§ Task set:
• 1. In the blog post on Kiwi ingenuity, how long did the writer's father-in-law live after being told he had 3 days to 2 weeks left?
• 2. In the blog post on Kiwi ingenuity, write out the stretch from "I want to talk" through "of all, lives.", replacing "hospitals" with "clinics".
• 3. Condense the paragraph of the blog post on Kiwi ingenuity that begins "I discussed this with a colleague" into a short bulleted list that keeps its main facts.
::: Text segment
Is Kiwi Ingenuity a Thing of the Past


OK, apologies for the blogfade. My father in law has gone to rest 3 months after being told he had 3 days to 2 weeks left after a second long battle with cancer. I’ve had lots of things I wanted to blog about, but haven’t had the time or state of mind. But I’m back with bells on.

Lots of things coming up, so please keep an eye out. What’s coming up?

I want to talk some more about health technology and ask why we aren’t using it in our hospitals to the degree that we should even though it can save time, money and most of all, lives.

I also want to explore in depth the Number 8 Fencing Wire way of life in New Zealand and whether it still exists. I want to explore why, when we have so many brilliant minds in New Zealand, it doesn’t result in increased GDP and why the little guy stays little.

I discussed this with a colleague a few days ago and he postulated that we are still celebrating Ernest Rutherford, the Hamilton Jet, Peter Jackson’s Lord of the Rings, AJ Hackett and Number 8 fencing wire and some guy who rode an Indian motorcycle faster than it was designed to go and that they are all in the past. He seemed to think we weren’t so smart any more.
::::::
::: Information provided
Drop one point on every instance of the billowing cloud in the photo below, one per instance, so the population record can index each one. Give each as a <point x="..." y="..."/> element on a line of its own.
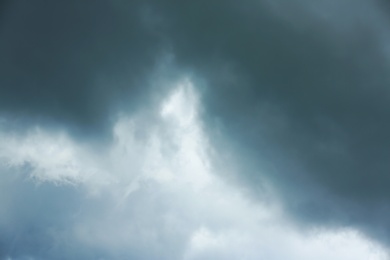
<point x="148" y="197"/>
<point x="281" y="103"/>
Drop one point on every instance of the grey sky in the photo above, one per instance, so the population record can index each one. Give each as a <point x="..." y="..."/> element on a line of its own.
<point x="287" y="101"/>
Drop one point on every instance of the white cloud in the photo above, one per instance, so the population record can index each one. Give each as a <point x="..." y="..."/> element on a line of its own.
<point x="156" y="194"/>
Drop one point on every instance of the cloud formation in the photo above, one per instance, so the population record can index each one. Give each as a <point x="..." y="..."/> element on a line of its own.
<point x="152" y="197"/>
<point x="294" y="110"/>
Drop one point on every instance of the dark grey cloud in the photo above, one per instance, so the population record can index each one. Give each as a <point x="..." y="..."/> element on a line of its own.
<point x="73" y="62"/>
<point x="303" y="92"/>
<point x="298" y="89"/>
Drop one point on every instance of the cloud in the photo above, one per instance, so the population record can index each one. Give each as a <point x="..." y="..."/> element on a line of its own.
<point x="294" y="111"/>
<point x="298" y="91"/>
<point x="154" y="196"/>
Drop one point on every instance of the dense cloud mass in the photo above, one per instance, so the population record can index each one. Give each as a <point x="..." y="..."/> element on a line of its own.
<point x="164" y="129"/>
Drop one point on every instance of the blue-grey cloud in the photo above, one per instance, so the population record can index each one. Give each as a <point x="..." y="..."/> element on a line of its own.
<point x="297" y="91"/>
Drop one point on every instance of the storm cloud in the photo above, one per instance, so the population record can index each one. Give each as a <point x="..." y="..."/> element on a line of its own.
<point x="121" y="111"/>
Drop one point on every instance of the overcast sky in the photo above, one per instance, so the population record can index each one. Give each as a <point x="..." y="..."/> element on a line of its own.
<point x="191" y="130"/>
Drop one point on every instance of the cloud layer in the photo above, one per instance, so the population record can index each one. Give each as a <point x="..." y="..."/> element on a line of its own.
<point x="282" y="102"/>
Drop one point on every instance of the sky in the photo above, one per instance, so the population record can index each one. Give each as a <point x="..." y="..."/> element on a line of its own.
<point x="191" y="130"/>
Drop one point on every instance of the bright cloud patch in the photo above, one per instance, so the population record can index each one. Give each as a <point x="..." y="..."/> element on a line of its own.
<point x="151" y="194"/>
::::::
§ Task solutions:
• 1. 3 months.

• 2.
I want to talk some more about health technology and ask why we aren’t using it in our clinics to the degree that we should even though it can save time, money and most of all, lives.

• 3.
- The writer discussed the topic with a colleague a few days earlier.
- The colleague argued that New Zealand is still celebrating past achievements: Ernest Rutherford, the Hamilton Jet, Peter Jackson's Lord of the Rings, AJ Hackett, Number 8 fencing wire, and a man who rode an Indian motorcycle faster than it was designed to go.
- He seemed to think New Zealanders weren't so smart anymore.